───── Extract

Suicide Bombing in Somalia Leaves at Least Four Dead

Somali security officers gather in front of the Central Hotel in Mogadishu, Somalia, 20 February 2015. Reports say some 20 people have been killed in a suicude bombing attack at the hotel. Photo EPA/BGNES

Between four and 20 people have been killed and many injured in a suicide bombing of a hotel in Somalia's capital Mogadishu, international news outlets reported on Friday.

Mogadishu's deputy mayor Mohamed Aden and a Somali member of parliament were among those killed, AP reported.

One attacker rammed a vehicle laden with explosives into the gate of the hotel, then another suicide bomber entered the hotel and detonated his vest.

Deputy Prime Minister Mohamed Omar Arte was among those wounded and was rushed to hospital. He and several other high-ranking government officials were at  the Central Hotel near the presidential palace at the time of the attack.

──────────
───── Data excerpts

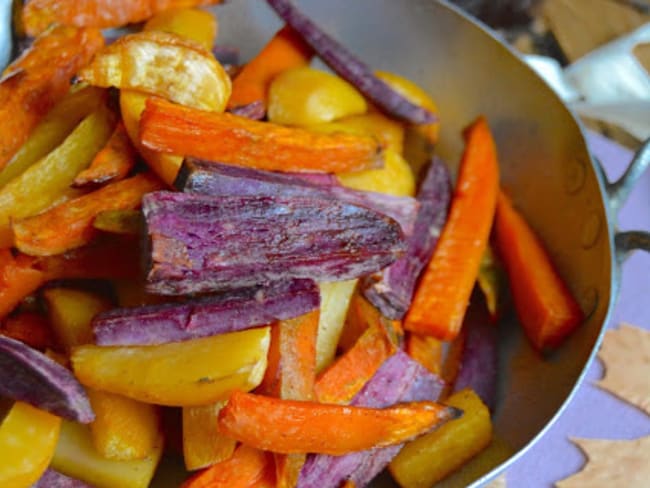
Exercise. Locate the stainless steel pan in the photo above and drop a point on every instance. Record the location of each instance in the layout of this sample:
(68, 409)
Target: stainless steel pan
(546, 167)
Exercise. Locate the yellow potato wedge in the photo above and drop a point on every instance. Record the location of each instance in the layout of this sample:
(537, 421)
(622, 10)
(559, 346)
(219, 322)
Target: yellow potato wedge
(190, 373)
(162, 64)
(428, 459)
(75, 456)
(28, 437)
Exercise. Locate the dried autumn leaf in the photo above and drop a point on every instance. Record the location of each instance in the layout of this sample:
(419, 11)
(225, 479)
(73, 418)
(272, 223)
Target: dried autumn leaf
(626, 355)
(163, 64)
(612, 463)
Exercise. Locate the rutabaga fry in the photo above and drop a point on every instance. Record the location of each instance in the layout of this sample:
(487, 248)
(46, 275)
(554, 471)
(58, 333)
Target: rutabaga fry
(33, 83)
(297, 427)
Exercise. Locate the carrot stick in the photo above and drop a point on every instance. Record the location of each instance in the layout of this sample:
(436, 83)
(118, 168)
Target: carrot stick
(296, 427)
(544, 304)
(38, 15)
(228, 138)
(247, 467)
(442, 296)
(426, 350)
(31, 328)
(350, 372)
(290, 375)
(284, 51)
(32, 84)
(18, 278)
(112, 163)
(70, 224)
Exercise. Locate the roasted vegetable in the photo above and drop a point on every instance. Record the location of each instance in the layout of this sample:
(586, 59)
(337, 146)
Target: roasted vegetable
(188, 373)
(227, 138)
(392, 290)
(28, 437)
(39, 78)
(424, 461)
(29, 376)
(206, 316)
(325, 428)
(350, 67)
(201, 243)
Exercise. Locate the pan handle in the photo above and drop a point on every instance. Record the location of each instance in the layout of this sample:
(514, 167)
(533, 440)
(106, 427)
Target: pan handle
(618, 191)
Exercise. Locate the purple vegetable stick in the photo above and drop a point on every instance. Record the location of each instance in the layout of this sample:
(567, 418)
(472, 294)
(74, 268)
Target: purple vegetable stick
(205, 316)
(218, 179)
(478, 366)
(391, 290)
(202, 244)
(54, 479)
(399, 379)
(350, 67)
(30, 376)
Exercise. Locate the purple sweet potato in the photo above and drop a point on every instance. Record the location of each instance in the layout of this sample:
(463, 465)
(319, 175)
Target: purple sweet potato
(478, 365)
(31, 377)
(208, 315)
(54, 479)
(349, 67)
(217, 179)
(400, 379)
(391, 290)
(203, 243)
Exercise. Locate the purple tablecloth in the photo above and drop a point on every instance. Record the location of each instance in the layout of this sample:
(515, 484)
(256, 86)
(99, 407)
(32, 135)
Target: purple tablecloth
(594, 413)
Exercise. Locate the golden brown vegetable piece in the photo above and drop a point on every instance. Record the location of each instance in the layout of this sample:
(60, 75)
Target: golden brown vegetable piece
(228, 138)
(322, 428)
(33, 83)
(70, 224)
(45, 182)
(424, 461)
(38, 15)
(112, 163)
(189, 373)
(163, 64)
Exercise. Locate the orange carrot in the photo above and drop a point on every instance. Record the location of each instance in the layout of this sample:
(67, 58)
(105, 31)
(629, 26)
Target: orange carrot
(246, 468)
(291, 370)
(445, 286)
(350, 372)
(32, 84)
(426, 350)
(544, 304)
(290, 374)
(284, 51)
(70, 224)
(228, 138)
(296, 427)
(112, 163)
(38, 15)
(29, 327)
(18, 278)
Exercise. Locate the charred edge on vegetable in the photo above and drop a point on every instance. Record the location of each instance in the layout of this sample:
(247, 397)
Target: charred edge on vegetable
(208, 244)
(391, 291)
(350, 67)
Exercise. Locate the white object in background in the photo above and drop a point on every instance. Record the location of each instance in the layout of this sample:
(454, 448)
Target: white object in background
(608, 84)
(5, 32)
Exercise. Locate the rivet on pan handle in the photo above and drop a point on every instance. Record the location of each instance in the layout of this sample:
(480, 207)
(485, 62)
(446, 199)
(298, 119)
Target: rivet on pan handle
(618, 192)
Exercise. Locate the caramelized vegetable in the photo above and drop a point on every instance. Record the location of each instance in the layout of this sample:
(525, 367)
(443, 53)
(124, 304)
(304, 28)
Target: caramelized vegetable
(33, 83)
(284, 51)
(544, 304)
(28, 437)
(169, 66)
(323, 428)
(188, 373)
(443, 293)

──────────

Exercises →
- a) In the Mogadishu hotel bombing article, translate this sentence into Spanish: "Mogadishu's deputy mayor Mohamed Aden and a Somali member of parliament were among those killed, AP reported."
- b) Write the next part of the article on the Mogadishu hotel bombing, following on from its last sentence.

Results for each task →
- a) El teniente de alcalde de Mogadiscio, Mohamed Aden, y un diputado somalí estuvieron entre los muertos, informó AP.

- b)
Al-Shabab, an Islamic insurgent group, claimed responsibility for the attack. Despite suffering major setbacks last year, al-Shabab, which is linked to al-Qaeda, continues to wage a deadly guerrilla insurgency against Somalia's government and remains a threat in the country and the East African region.

The Islamicmilitants have been driven out of Somalia's  major towns but still control many rural areas in the south. The group aims to topple the Western-backed federal government and impose its strict version of Islamic sharia law on the country that is struggling to recover after two decades of war.

Somalia's president Hassan Sheikh Mohamud condemned the bombing, saying in a statement: "We shall continue the anti-terrorism war, this attack makes clear that terrorists don't have any respect for the peaceful religion of Islam by killing innocent Muslims."